*PROMPT:*
Write out the listing below exactly, and omit any images you find in it.

*DATASET RECORDS:*

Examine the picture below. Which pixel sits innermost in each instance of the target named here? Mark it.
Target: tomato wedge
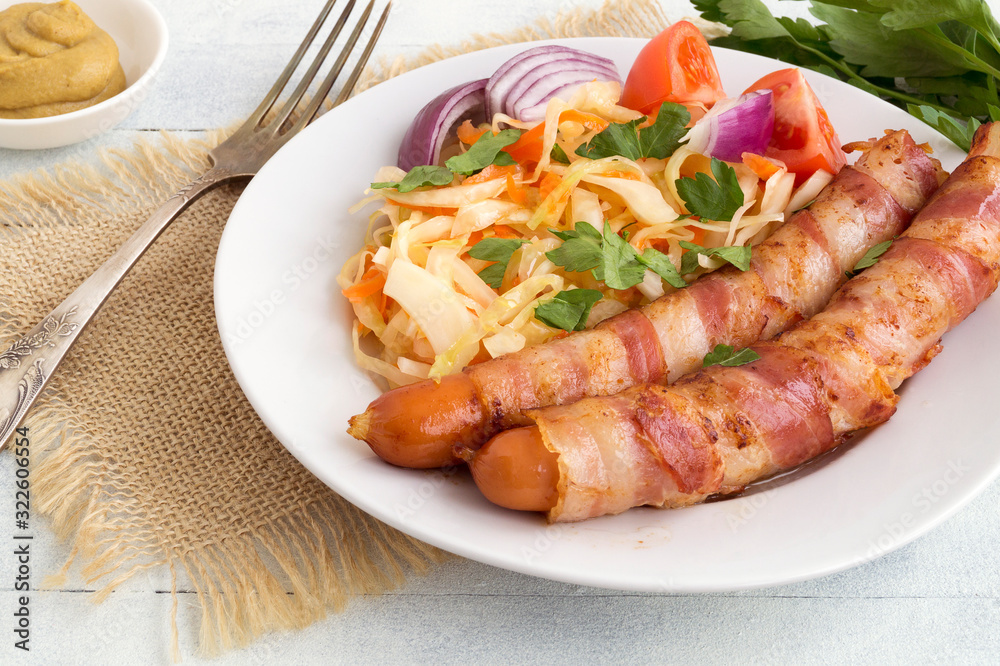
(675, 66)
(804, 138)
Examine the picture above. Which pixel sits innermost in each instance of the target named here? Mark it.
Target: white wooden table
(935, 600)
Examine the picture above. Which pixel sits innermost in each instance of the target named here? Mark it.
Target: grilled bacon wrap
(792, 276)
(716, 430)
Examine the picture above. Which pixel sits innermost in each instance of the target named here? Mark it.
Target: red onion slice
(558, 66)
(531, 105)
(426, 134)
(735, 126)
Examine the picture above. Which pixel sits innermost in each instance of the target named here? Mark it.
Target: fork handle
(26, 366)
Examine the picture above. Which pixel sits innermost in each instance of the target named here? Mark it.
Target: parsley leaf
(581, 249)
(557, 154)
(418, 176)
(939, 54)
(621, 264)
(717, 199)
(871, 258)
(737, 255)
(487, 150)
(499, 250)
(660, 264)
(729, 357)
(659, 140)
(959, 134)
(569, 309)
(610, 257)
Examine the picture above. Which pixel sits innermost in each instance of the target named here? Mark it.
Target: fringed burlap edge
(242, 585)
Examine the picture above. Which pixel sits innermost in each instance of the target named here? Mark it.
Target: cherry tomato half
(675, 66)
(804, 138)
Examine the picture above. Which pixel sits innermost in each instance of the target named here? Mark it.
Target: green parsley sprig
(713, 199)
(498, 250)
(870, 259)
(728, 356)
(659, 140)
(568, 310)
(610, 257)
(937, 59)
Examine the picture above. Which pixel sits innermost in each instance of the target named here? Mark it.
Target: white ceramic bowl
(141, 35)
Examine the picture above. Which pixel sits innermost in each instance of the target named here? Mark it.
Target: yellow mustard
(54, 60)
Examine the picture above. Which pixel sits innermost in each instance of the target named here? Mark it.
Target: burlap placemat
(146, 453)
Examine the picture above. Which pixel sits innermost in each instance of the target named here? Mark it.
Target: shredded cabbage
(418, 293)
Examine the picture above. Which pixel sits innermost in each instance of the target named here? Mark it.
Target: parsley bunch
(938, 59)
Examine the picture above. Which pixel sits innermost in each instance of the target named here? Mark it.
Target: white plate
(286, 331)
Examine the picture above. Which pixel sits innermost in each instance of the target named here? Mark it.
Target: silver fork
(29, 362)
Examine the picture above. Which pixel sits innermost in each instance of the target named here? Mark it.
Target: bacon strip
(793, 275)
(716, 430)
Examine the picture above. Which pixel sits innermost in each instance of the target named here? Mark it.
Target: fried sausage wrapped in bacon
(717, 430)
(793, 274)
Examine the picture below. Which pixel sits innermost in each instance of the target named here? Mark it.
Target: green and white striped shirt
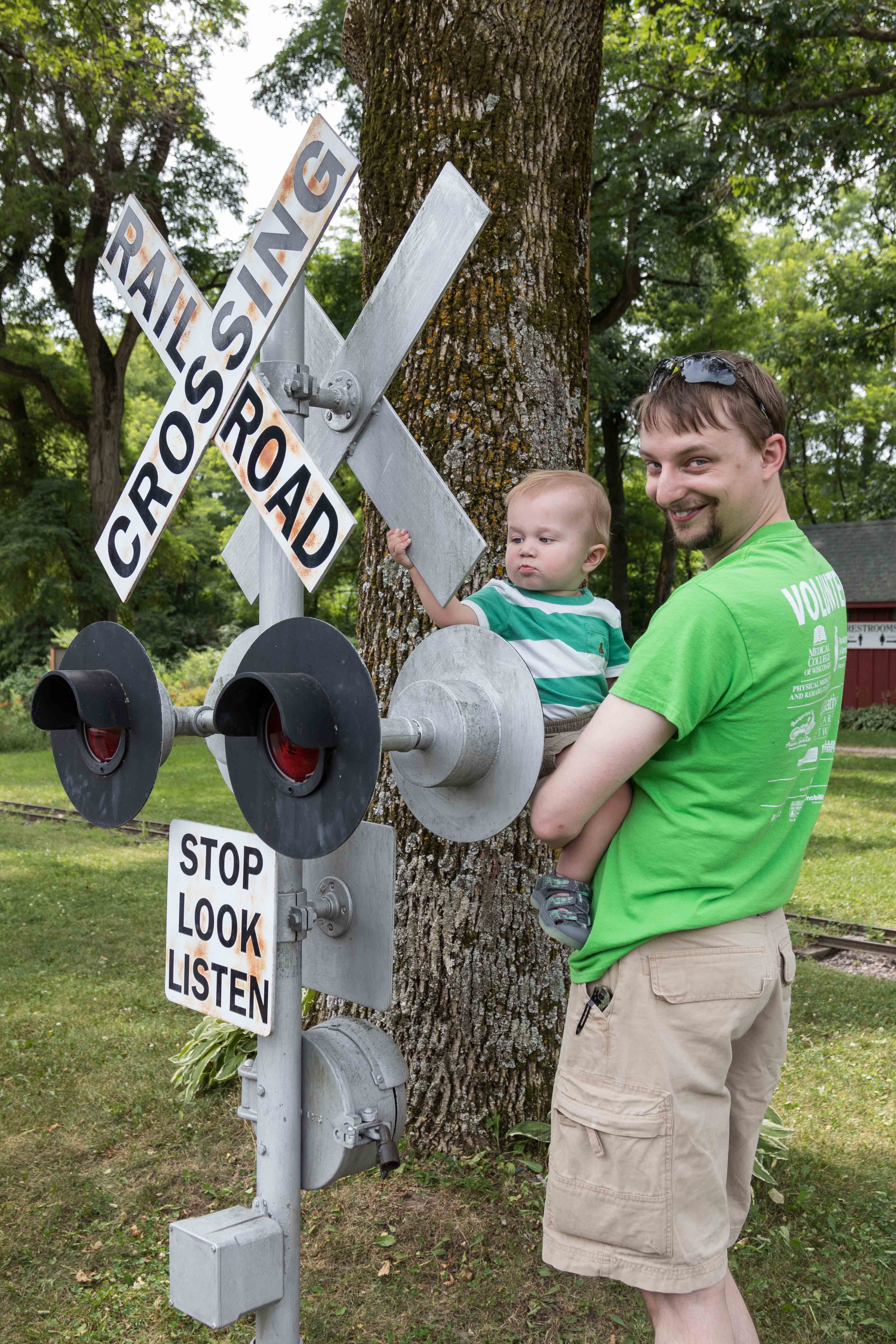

*SOLUTION TO THIS TASK:*
Examine the picture below. Which pixel sits innermost in each instance of the target named here? Mark it.
Target: tomato wedge
(675, 66)
(804, 138)
Examine the picture above. Which pixel sits innermost in each instance of the target named here? Mark it.
Target: white wooden table
(935, 600)
Examine the picture above. Which pixel sits innermost in each instance of the target named here? Mark it.
Target: grilled bacon wrap
(792, 276)
(716, 430)
Examine the picture above. Which pixel sits innermost in each instance of the target named here? Mark it.
Target: red onion slice
(558, 66)
(531, 105)
(426, 134)
(735, 126)
Examine the picture above. Which pixel sits innermost in each instance of the target named here? Mark it.
Target: fork handle
(26, 366)
Examine the picture above. Which pixel sits innermost in each instance of the target named here? Mark it.
Target: parsley leaf
(581, 249)
(557, 154)
(418, 176)
(939, 54)
(621, 264)
(717, 199)
(871, 258)
(737, 255)
(487, 150)
(499, 250)
(660, 264)
(729, 357)
(659, 140)
(959, 134)
(569, 309)
(610, 257)
Examine the picture above. Which pixel sits innermost in each instance of the target named here? Mark it.
Target: fringed burlap edge
(242, 585)
Examine the picture above. Which pixel sits innermost in each instance of the target named here? Mark it.
Target: cherry tomato half
(675, 66)
(804, 138)
Examine the picture above. Which pixel sits innermost in each instance of the target named here? Mark it.
Target: green parsley sprig
(713, 199)
(498, 250)
(870, 259)
(728, 356)
(659, 140)
(568, 310)
(610, 257)
(937, 59)
Examine the picture above. Which pixel sits innermost in each instance of the target named here? Mark it.
Target: white ceramic bowl
(141, 35)
Examine the picture above. Which pixel sits innermost in each instance of the target named here? Mark it.
Target: yellow mustard
(54, 60)
Examine the picture above. Which pixel sits innermost in each instance of the target named here? Mark it.
Target: burlap placemat
(146, 453)
Examine the picture above. Which pixel sits innermost in each instance of the target named here? Mark it.
Target: shredded cabbage
(418, 293)
Examine the picture above. Which pixel sits innermost in each instance of the target named here? Mark it.
Target: parsley bunch
(938, 59)
Examine the picture above. Which pixel sits innermost in each instance of the target named here? Mark it.
Target: white plate
(286, 331)
Examine the picture above. Which pixel sits innermost in each instance of the target named here? Mark it.
Target: silver fork
(29, 362)
Examine the picture above. Which pixel sits innermost in each instance of the target named here? Mark it.
Target: bacon strip
(793, 275)
(716, 430)
Examine the picture above. Which pixel sits innermost in each instance of the target named here? Mark it.
Target: fried sausage wrapped in bacon
(717, 430)
(793, 274)
Examine the picture below. Which pixel sits innermost in each instance of the target named here? Mark it.
Target: green and white striped shirt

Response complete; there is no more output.